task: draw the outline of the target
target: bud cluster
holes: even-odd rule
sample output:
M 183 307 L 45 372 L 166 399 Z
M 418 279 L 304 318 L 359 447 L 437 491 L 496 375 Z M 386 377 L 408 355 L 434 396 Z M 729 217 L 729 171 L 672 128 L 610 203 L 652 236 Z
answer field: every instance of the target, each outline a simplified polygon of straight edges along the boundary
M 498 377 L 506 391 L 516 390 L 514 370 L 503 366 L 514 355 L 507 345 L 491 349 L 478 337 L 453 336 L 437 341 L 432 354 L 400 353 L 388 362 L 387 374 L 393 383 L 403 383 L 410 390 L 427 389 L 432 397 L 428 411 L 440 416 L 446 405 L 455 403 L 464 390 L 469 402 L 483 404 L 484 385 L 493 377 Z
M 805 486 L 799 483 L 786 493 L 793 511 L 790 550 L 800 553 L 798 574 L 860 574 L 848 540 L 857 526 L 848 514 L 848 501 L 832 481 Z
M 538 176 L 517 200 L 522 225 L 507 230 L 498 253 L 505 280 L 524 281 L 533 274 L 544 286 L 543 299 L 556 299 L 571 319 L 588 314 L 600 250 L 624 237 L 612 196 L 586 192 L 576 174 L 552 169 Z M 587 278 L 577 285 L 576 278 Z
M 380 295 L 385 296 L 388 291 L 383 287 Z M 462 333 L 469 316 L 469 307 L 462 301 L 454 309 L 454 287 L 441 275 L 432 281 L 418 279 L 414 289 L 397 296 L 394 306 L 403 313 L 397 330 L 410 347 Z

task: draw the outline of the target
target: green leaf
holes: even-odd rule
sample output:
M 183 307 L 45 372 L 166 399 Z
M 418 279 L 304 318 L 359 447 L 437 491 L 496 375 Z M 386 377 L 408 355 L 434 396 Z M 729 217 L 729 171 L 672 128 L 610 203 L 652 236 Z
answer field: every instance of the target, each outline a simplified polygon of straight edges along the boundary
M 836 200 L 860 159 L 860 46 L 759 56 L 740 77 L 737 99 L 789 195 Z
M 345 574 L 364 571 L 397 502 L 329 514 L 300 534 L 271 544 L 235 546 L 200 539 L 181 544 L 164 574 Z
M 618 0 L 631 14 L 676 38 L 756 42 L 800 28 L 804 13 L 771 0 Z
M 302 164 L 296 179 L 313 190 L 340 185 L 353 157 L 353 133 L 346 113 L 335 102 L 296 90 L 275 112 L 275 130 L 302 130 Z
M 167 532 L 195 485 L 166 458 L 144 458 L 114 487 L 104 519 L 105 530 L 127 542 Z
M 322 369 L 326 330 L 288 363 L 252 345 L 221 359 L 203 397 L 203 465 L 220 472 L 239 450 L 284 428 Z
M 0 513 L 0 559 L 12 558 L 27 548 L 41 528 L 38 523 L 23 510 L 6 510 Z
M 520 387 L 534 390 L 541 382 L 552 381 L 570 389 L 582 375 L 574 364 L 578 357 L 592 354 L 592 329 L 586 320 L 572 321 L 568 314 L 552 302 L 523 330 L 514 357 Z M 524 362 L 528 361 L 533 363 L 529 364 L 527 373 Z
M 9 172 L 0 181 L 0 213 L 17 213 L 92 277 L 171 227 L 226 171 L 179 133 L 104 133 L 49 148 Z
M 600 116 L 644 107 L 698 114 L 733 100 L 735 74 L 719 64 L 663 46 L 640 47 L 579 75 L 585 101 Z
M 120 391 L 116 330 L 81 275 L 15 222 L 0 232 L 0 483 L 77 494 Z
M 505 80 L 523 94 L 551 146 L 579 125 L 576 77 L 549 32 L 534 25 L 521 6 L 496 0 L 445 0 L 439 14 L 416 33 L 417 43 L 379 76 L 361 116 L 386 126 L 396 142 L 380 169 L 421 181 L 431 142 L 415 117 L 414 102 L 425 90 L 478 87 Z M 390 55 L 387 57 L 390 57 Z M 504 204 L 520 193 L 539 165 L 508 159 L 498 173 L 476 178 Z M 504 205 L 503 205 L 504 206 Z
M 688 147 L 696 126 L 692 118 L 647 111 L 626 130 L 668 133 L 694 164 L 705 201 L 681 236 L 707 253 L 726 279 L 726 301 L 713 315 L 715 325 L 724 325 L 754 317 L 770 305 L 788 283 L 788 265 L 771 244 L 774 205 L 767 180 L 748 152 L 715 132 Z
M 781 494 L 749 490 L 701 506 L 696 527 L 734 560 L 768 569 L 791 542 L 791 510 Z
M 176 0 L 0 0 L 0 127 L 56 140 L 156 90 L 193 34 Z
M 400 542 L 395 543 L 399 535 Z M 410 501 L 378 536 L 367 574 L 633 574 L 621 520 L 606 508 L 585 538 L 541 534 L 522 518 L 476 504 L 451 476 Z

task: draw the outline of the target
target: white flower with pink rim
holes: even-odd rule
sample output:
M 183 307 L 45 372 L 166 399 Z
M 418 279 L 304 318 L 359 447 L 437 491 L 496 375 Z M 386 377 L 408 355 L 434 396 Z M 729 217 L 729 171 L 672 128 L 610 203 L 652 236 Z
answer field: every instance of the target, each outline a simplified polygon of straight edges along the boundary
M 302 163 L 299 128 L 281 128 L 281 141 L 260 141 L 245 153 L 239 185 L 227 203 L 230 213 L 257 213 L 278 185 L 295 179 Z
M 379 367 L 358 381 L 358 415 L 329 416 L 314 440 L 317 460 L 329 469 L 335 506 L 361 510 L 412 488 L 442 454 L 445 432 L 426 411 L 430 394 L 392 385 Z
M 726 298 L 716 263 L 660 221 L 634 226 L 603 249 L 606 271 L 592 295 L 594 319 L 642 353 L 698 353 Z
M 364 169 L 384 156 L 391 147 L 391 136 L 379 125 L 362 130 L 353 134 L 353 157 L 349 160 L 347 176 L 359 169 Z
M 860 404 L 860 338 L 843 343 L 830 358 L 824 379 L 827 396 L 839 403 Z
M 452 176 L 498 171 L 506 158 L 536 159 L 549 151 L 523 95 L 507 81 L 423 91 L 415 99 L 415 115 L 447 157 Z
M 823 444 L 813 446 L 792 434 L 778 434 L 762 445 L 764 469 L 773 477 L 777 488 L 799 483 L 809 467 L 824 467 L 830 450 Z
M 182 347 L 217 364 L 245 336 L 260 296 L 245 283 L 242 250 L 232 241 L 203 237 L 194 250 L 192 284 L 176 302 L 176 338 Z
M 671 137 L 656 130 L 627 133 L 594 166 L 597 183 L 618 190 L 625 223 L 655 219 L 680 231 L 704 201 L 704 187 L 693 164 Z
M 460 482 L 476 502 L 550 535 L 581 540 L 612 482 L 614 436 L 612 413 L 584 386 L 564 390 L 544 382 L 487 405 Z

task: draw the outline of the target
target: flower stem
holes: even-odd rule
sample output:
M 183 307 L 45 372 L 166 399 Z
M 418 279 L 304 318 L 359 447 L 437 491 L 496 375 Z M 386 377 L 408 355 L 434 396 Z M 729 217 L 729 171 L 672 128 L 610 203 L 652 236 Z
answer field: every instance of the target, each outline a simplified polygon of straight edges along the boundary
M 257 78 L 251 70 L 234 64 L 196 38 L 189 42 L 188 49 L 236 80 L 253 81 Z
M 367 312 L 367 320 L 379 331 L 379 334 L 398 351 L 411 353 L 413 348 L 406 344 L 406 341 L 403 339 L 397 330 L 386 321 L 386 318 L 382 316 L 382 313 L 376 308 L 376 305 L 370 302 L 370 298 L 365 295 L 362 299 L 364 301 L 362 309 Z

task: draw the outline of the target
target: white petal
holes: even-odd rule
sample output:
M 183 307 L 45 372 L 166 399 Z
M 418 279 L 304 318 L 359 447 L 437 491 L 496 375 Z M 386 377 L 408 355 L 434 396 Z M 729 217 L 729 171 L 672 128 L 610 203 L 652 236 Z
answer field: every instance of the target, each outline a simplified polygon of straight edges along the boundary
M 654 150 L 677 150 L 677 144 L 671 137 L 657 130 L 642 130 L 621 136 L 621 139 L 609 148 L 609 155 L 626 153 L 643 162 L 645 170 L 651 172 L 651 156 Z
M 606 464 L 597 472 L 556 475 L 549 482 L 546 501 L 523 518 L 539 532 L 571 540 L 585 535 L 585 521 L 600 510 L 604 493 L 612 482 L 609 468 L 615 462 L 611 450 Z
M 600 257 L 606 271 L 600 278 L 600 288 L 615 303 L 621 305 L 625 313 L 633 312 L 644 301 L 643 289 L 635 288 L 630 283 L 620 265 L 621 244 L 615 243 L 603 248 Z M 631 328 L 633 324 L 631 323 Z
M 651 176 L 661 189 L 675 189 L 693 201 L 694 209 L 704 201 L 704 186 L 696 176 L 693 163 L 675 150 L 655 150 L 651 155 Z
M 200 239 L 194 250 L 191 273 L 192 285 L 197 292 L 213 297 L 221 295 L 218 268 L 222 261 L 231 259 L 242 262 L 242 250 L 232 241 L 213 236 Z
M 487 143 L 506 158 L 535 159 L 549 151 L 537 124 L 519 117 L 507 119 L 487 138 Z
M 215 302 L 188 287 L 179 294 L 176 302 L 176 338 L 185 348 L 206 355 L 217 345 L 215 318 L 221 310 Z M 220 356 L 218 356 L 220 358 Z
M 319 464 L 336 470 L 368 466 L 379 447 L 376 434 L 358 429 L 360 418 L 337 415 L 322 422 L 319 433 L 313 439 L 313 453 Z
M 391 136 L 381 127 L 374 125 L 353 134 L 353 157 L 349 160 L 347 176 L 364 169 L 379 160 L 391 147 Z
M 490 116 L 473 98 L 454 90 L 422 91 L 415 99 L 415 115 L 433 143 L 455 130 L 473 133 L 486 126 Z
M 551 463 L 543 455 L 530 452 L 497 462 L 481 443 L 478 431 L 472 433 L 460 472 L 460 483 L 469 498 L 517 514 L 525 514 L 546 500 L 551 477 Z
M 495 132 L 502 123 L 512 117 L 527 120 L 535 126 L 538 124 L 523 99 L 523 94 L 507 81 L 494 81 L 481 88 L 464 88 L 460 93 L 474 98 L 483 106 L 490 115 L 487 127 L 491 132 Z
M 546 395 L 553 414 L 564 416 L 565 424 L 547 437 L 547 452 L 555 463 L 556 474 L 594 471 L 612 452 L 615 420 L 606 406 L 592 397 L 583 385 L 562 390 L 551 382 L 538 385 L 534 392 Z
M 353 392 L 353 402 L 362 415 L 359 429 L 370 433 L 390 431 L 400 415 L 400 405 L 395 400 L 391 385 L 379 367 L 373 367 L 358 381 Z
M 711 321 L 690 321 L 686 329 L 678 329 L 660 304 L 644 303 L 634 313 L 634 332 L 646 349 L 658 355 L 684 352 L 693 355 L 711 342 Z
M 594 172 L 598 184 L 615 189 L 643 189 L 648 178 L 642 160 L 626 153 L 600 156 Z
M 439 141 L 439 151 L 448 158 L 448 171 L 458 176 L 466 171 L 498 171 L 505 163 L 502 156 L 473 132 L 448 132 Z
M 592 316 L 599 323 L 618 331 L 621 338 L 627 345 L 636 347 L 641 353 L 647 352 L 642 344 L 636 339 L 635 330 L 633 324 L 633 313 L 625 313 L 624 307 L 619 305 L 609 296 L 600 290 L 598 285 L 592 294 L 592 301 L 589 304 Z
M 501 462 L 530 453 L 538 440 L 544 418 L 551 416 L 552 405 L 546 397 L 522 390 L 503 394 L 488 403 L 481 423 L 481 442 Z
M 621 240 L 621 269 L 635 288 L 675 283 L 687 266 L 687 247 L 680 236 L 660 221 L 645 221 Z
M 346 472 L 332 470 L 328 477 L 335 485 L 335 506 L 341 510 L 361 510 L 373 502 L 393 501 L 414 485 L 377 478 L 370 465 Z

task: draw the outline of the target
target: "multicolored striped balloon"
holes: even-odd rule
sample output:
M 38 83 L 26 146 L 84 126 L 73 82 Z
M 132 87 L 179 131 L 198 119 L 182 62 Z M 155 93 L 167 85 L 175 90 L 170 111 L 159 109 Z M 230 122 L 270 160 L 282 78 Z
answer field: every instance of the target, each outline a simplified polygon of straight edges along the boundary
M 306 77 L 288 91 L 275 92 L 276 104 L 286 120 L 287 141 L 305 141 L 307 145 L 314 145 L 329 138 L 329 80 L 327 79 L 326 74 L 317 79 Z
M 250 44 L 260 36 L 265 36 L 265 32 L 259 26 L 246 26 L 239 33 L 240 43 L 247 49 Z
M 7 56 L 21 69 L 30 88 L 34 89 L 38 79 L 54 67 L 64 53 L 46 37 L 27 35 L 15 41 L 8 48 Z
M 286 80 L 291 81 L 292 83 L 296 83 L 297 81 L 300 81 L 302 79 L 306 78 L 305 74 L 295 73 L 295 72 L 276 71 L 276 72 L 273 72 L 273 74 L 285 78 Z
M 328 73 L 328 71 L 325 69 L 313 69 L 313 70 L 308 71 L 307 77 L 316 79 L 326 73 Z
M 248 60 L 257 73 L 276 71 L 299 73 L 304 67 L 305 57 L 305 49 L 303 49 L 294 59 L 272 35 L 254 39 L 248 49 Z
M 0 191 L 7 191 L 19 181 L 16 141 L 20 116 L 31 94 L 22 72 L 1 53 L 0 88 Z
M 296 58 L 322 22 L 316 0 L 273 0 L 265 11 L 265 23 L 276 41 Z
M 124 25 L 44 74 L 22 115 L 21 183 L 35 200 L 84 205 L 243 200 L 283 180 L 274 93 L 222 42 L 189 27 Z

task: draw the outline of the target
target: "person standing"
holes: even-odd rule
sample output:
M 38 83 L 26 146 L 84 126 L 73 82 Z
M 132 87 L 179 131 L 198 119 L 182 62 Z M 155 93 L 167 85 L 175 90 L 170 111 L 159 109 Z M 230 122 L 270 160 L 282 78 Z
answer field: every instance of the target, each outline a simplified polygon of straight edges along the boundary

■ ■ ■ ■ ■

• _TASK INSTRUCTIONS_:
Rewrite the data from its first line through the line containing "M 380 295 L", changing "bud cluster" to "flower cluster" and keeping everything else the same. Output only those lines.

• _COMPLETED EXERCISE_:
task: draw the outline of the target
target: flower cluster
holes: even-odd rule
sample output:
M 183 307 L 45 372 L 166 399 Z
M 418 279 L 304 318 L 359 447 L 437 491 L 496 375 Z M 386 377 L 408 355 L 434 396 Z M 729 217 L 729 171 L 672 128 L 610 203 L 652 236 Z
answer field: every instance of the target, each outline a simplified polygon of straight edges along the boundary
M 498 377 L 506 391 L 516 390 L 514 370 L 503 366 L 514 355 L 507 345 L 491 349 L 478 337 L 453 336 L 437 341 L 432 354 L 400 353 L 388 362 L 387 374 L 393 383 L 403 383 L 410 390 L 427 389 L 432 397 L 428 411 L 440 416 L 446 405 L 455 403 L 464 390 L 469 402 L 483 404 L 484 385 L 493 377 Z
M 805 486 L 799 483 L 786 493 L 793 511 L 790 550 L 800 553 L 798 574 L 860 574 L 848 540 L 857 526 L 848 514 L 848 501 L 832 481 Z
M 538 176 L 517 200 L 522 225 L 507 230 L 498 253 L 505 280 L 524 281 L 533 274 L 544 286 L 543 299 L 556 299 L 571 319 L 588 314 L 600 250 L 624 237 L 612 196 L 586 192 L 576 174 L 552 169 Z M 587 278 L 577 285 L 576 278 Z
M 380 295 L 385 296 L 388 291 L 383 287 Z M 462 333 L 469 316 L 469 307 L 462 301 L 454 309 L 454 287 L 441 275 L 432 281 L 418 279 L 414 289 L 397 296 L 394 306 L 403 313 L 397 330 L 410 347 Z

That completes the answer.